_Requirement:_ Every line of the data below should be repeated exactly, and no picture should be copied.

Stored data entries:
★ ★ ★ ★ ★

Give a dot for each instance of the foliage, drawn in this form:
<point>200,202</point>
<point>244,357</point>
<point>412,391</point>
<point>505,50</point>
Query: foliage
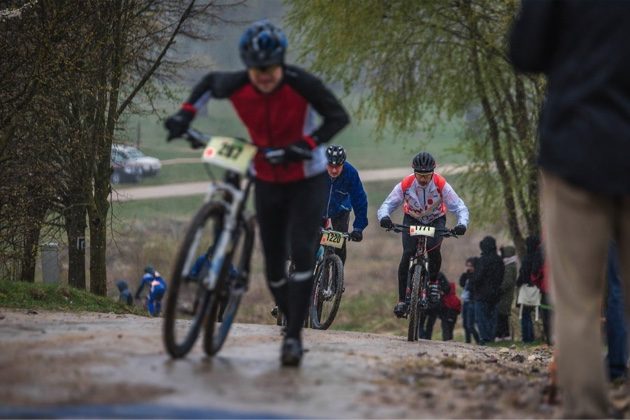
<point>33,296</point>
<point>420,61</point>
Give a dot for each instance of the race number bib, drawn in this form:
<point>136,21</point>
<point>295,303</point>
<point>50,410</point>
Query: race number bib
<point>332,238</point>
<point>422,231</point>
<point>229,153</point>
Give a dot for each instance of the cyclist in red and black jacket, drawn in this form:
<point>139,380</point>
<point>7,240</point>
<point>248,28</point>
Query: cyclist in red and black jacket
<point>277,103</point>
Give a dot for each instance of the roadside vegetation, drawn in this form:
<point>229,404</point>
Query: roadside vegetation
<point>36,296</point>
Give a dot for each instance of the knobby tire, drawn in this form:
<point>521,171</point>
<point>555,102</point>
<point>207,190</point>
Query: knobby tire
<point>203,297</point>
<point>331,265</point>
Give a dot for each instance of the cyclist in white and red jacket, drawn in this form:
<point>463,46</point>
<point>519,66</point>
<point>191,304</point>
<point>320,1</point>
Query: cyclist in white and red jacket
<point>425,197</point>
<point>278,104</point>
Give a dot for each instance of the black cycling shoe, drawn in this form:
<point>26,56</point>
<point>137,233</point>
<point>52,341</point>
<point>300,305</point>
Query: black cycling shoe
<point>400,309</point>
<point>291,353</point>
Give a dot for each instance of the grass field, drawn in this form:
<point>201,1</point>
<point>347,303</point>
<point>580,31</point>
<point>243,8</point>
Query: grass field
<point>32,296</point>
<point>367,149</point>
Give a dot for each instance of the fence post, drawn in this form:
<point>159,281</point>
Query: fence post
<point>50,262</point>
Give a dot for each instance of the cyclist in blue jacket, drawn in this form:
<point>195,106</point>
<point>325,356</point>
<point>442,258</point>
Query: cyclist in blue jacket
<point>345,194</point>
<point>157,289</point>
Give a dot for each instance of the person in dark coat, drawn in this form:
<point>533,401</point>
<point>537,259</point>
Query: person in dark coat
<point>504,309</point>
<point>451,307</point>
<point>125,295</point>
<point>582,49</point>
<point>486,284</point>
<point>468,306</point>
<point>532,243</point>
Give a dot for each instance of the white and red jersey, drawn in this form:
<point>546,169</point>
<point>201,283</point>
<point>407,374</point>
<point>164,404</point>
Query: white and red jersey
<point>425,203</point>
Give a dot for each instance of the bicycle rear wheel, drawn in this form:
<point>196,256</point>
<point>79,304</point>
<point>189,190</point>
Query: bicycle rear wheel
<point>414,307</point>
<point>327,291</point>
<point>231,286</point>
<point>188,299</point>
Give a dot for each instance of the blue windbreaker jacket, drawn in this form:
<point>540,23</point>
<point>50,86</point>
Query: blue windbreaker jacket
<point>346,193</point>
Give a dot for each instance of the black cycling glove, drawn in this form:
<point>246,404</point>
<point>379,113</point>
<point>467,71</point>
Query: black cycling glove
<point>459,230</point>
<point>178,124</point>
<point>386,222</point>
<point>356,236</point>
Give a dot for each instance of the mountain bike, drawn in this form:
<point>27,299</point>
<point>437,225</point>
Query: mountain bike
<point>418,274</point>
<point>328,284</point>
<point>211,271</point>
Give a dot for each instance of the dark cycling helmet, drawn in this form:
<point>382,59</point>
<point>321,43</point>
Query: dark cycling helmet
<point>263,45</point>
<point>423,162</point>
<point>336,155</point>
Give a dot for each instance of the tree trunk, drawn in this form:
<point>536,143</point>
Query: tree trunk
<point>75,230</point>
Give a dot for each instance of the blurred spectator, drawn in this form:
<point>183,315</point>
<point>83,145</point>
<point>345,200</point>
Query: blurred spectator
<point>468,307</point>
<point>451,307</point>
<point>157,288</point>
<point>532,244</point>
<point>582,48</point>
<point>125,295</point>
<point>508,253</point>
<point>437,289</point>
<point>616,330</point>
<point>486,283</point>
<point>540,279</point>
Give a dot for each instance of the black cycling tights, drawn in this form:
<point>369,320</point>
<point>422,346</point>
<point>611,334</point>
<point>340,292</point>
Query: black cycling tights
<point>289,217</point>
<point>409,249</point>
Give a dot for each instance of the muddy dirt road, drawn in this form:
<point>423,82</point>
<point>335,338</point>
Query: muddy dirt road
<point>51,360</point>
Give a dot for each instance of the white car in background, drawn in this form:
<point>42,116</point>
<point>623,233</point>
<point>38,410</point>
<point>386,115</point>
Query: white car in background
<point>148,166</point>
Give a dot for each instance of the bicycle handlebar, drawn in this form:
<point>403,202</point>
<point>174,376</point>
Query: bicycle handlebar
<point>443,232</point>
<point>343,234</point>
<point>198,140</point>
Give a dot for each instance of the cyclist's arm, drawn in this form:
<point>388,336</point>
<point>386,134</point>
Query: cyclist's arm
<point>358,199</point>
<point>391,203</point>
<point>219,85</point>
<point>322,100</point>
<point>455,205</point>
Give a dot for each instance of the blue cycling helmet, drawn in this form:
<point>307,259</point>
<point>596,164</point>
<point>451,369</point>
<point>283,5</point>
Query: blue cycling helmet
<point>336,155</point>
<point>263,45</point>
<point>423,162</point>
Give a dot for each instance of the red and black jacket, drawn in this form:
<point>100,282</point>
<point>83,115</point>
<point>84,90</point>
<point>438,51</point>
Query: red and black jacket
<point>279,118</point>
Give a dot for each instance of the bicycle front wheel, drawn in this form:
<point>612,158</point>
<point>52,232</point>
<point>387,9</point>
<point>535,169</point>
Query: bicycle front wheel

★ ★ ★ ★ ★

_Response box:_
Give a dot for each instance of the foliage, drawn in this form:
<point>200,202</point>
<point>244,357</point>
<point>412,391</point>
<point>505,50</point>
Query: foliage
<point>33,296</point>
<point>420,61</point>
Give a dot for each instance of the race number bib, drawn in this form:
<point>136,21</point>
<point>295,303</point>
<point>50,410</point>
Query: race number bib
<point>332,238</point>
<point>422,231</point>
<point>229,153</point>
Give a dot for each instance of the cyclist in red and black jacket, drawn in this form:
<point>139,380</point>
<point>7,240</point>
<point>248,28</point>
Query: cyclist in red and black jacket
<point>277,103</point>
Give a dot for each instance of the roadside vegetation, drawn in this form:
<point>229,404</point>
Query: roadside vegetation
<point>36,296</point>
Give a dot for each instance of the knobby tire, drawn in this form:
<point>521,171</point>
<point>555,102</point>
<point>207,190</point>
Query: knobby tire
<point>203,297</point>
<point>331,265</point>
Give a dot for each instance of the cyclist in white and red jacket, drawn in this form:
<point>463,46</point>
<point>519,66</point>
<point>191,304</point>
<point>320,1</point>
Query: cyclist in white and red jacket
<point>425,197</point>
<point>278,104</point>
Give a dot for each instance of the black cycling shoe, drawn in this form:
<point>26,56</point>
<point>137,233</point>
<point>52,341</point>
<point>300,305</point>
Query: black cycling shoe
<point>400,309</point>
<point>291,353</point>
Give a dot for each instance of the grass field, drawn in this form:
<point>201,1</point>
<point>347,303</point>
<point>580,31</point>
<point>243,8</point>
Query: grass field
<point>32,296</point>
<point>367,149</point>
Give a dot for each instance of the fence post, drawn in this form:
<point>159,281</point>
Query: fence post
<point>50,262</point>
Give a dot for each instance of the cyclist in blue jacket, drawn in this form:
<point>195,106</point>
<point>325,356</point>
<point>442,258</point>
Query: cyclist in blue jacket
<point>345,194</point>
<point>157,289</point>
Give a dot for each instance of the person in dark coat, drawn in this form:
<point>533,401</point>
<point>537,259</point>
Query: person in dark coat
<point>504,309</point>
<point>451,307</point>
<point>125,295</point>
<point>582,49</point>
<point>486,284</point>
<point>468,306</point>
<point>532,243</point>
Give a dot for each instance of the white and red jersey, drawn in this form:
<point>546,169</point>
<point>201,283</point>
<point>407,374</point>
<point>164,404</point>
Query: white and red jersey
<point>425,203</point>
Give a dot for each instance of the bicycle rear wheel, drawn in this form:
<point>196,256</point>
<point>79,304</point>
<point>189,190</point>
Query: bicycle rear wheel
<point>414,307</point>
<point>327,291</point>
<point>231,286</point>
<point>188,299</point>
Give a dot for each instance of the blue windbreaker jacket, drawn in this form:
<point>540,23</point>
<point>50,86</point>
Query: blue windbreaker jacket
<point>346,193</point>
Give a dot for each instance of the black cycling glove, drawn in this form:
<point>246,404</point>
<point>379,113</point>
<point>467,71</point>
Query: black cycling glove
<point>459,230</point>
<point>178,124</point>
<point>386,222</point>
<point>356,236</point>
Give a dot for each instance of the mountain bike, drawn in this form:
<point>27,299</point>
<point>437,225</point>
Query: mountain bike
<point>418,274</point>
<point>328,284</point>
<point>211,271</point>
Give a dot for each instance of the dark cycling helmet, drawn in this form:
<point>382,59</point>
<point>321,43</point>
Query: dark cycling helmet
<point>263,45</point>
<point>423,162</point>
<point>336,155</point>
Give a dot for each instance of the tree trunk, drawn in this form:
<point>536,143</point>
Query: tree trunk
<point>75,230</point>
Give a dot for each instance of the blurred spectator, drawn in this form:
<point>183,315</point>
<point>83,145</point>
<point>345,200</point>
Query: blurred spectator
<point>468,307</point>
<point>451,307</point>
<point>157,288</point>
<point>532,244</point>
<point>582,48</point>
<point>125,295</point>
<point>508,253</point>
<point>437,289</point>
<point>616,330</point>
<point>486,283</point>
<point>540,279</point>
Give a dot for each instance of the black cycling tights, drawn in this form:
<point>369,320</point>
<point>422,346</point>
<point>611,334</point>
<point>340,292</point>
Query: black cycling tights
<point>289,217</point>
<point>409,249</point>
Give a dot for each instance of the muddy dirt road, drawn in this form:
<point>423,82</point>
<point>335,338</point>
Query: muddy dirt road
<point>51,360</point>
Give a dot for each instance of the white car in background, drawn in this form:
<point>42,116</point>
<point>623,233</point>
<point>38,410</point>
<point>386,115</point>
Query: white car in background
<point>148,166</point>
Give a dot for each instance of the bicycle handlebar, drawn in this form:
<point>403,202</point>
<point>174,376</point>
Query: bicycle handlebar
<point>443,232</point>
<point>343,234</point>
<point>198,140</point>
Give a dot for each instance of the cyclist's arm, drawn in this form:
<point>388,336</point>
<point>386,134</point>
Query: cyclist's arm
<point>358,199</point>
<point>391,203</point>
<point>219,85</point>
<point>322,100</point>
<point>455,205</point>
Give a dot for each instance of the blue cycling helmet, drawn in this form:
<point>307,259</point>
<point>596,164</point>
<point>451,369</point>
<point>283,5</point>
Query: blue cycling helmet
<point>336,155</point>
<point>263,45</point>
<point>423,162</point>
Give a dot for each instance of the red and black jacket, drawn in this form:
<point>100,282</point>
<point>83,115</point>
<point>84,90</point>
<point>438,51</point>
Query: red and black jacket
<point>279,118</point>
Give a dot for each instance of the bicycle front wheel, drawn in this form:
<point>612,158</point>
<point>52,232</point>
<point>387,9</point>
<point>535,169</point>
Query: bicycle front wheel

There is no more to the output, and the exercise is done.